## Description of the task
Return exactly the lines from the one containing "point: loudspeaker" through the end of the material below, and leave the images out.

## Entries shown
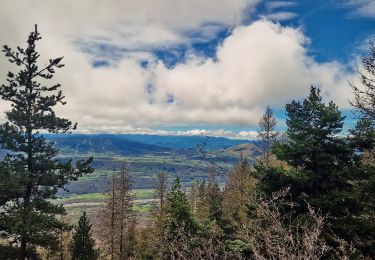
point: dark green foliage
(178, 210)
(362, 137)
(364, 96)
(83, 245)
(30, 173)
(327, 171)
(312, 131)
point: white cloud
(258, 64)
(281, 16)
(365, 8)
(279, 4)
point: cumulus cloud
(365, 8)
(281, 16)
(257, 64)
(279, 4)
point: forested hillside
(304, 193)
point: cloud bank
(256, 64)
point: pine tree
(267, 132)
(178, 209)
(30, 172)
(117, 219)
(161, 189)
(364, 96)
(312, 131)
(362, 136)
(83, 245)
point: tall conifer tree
(83, 246)
(30, 173)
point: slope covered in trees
(310, 196)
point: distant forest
(309, 195)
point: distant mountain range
(139, 144)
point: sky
(188, 67)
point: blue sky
(197, 66)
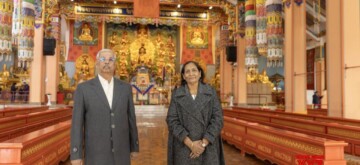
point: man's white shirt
(108, 88)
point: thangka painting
(39, 11)
(197, 37)
(310, 67)
(86, 33)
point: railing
(261, 99)
(14, 97)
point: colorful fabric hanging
(274, 33)
(16, 22)
(26, 38)
(6, 7)
(261, 20)
(251, 53)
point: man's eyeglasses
(103, 59)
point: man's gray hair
(102, 51)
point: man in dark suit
(104, 118)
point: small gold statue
(65, 81)
(142, 55)
(251, 76)
(123, 65)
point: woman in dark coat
(195, 120)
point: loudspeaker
(49, 46)
(231, 54)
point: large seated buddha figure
(84, 68)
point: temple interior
(286, 73)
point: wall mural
(197, 44)
(143, 46)
(76, 50)
(197, 37)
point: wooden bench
(11, 127)
(279, 146)
(322, 112)
(49, 145)
(13, 111)
(334, 131)
(327, 119)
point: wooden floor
(153, 134)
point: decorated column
(251, 61)
(274, 33)
(26, 38)
(261, 20)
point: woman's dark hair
(183, 81)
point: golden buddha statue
(158, 41)
(142, 55)
(85, 33)
(65, 81)
(251, 76)
(160, 60)
(122, 72)
(197, 37)
(114, 40)
(5, 73)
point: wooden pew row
(334, 131)
(279, 146)
(49, 145)
(13, 111)
(326, 119)
(322, 112)
(11, 127)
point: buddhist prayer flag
(147, 8)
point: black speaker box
(49, 46)
(231, 54)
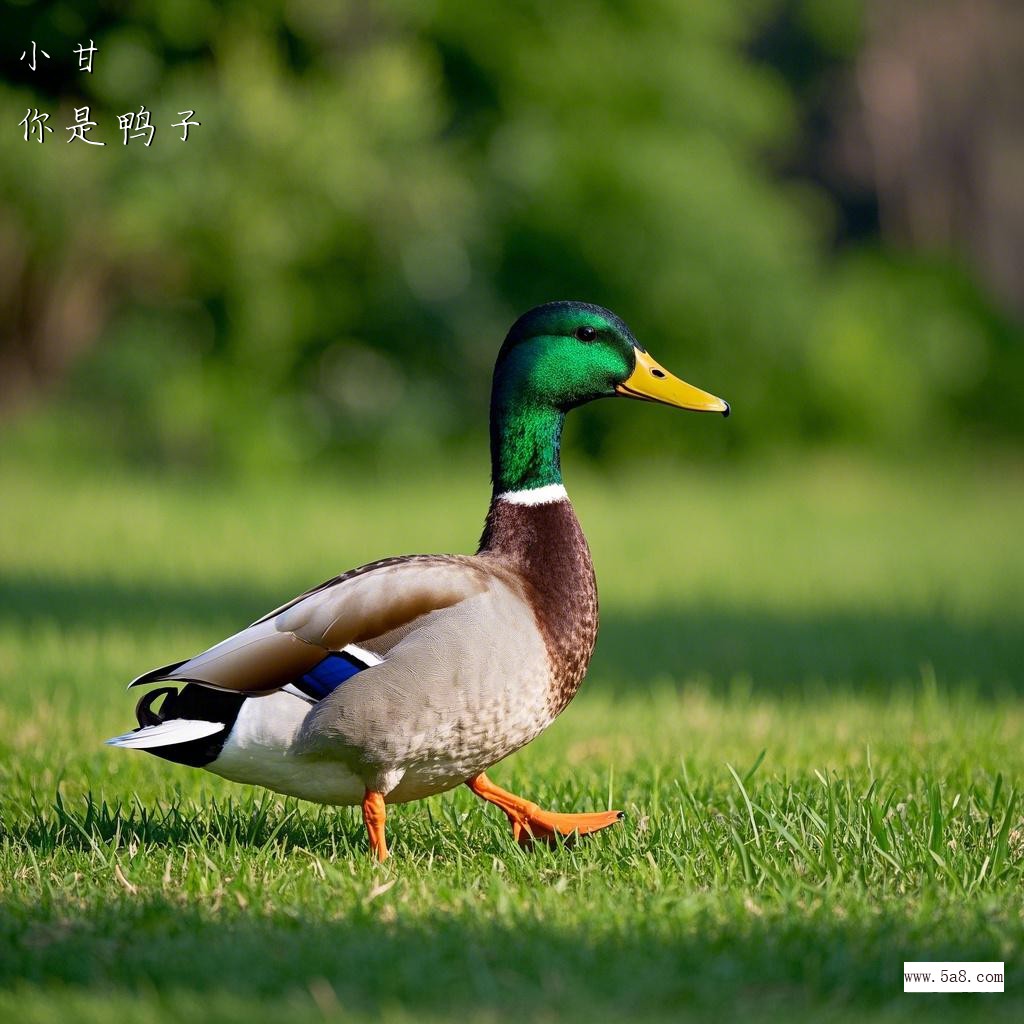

## Written answer
point: loudspeaker
(49, 46)
(231, 54)
point: large seated buddha figure
(84, 68)
point: temple interior
(286, 73)
point: wall mural
(197, 44)
(143, 46)
(76, 50)
(197, 37)
point: wooden bench
(11, 127)
(279, 146)
(322, 112)
(49, 145)
(13, 111)
(334, 131)
(327, 119)
point: wooden floor
(153, 134)
point: decorated column
(251, 61)
(274, 33)
(26, 38)
(261, 20)
point: woman's dark hair
(183, 81)
point: golden buddha statue
(158, 41)
(142, 55)
(85, 33)
(65, 81)
(251, 76)
(160, 60)
(122, 72)
(197, 37)
(114, 40)
(5, 73)
point: wooden pew row
(334, 131)
(279, 146)
(49, 145)
(13, 111)
(326, 119)
(322, 112)
(11, 127)
point: buddhist prayer flag
(147, 8)
point: black speaker box
(49, 46)
(231, 54)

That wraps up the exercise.